Given exercise
Reproduce every one of the lines below verbatim, without altering any word, number, or spacing.

Provided material
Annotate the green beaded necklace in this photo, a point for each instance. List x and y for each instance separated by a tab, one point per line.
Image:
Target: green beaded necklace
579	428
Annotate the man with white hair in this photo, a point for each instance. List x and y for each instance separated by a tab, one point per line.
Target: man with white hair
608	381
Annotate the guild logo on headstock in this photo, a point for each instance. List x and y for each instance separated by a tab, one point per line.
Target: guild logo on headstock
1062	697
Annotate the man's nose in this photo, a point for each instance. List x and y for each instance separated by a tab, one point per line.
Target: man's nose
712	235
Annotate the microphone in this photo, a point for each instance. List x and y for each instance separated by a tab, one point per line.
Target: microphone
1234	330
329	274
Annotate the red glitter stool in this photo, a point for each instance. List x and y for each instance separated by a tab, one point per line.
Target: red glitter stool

Reply
Annotate the green beaded necklace in this photo, a point for each instance. List x and y for each instance separated by a tab, one point per line.
Image:
Target: green beaded necklace
579	428
Annotate the man with white hair in this photo, a point for each instance. List x and y for each instance separated by a tab, one point per line.
Target: man with white hair
608	381
Annotate the guild logo on headstock in this photo, a point for each instance. List x and y for each instance separated by a tab, one point per line.
Target: guild logo on headstock
1062	697
Annotate the man's nose in this photo, a point for each instance. List x and y for each instance separated by a tab, one point per line.
Target: man's nose
712	235
Annotate the microphone in this photo, a point for each instance. List x and y for each instance separated by a tab, one point per line.
Target: microphone
1234	330
329	274
Annotate the red glitter stool in this photo, a point for each instance. List x and y for each instance separated by a tab, one point per line.
Target: red glitter stool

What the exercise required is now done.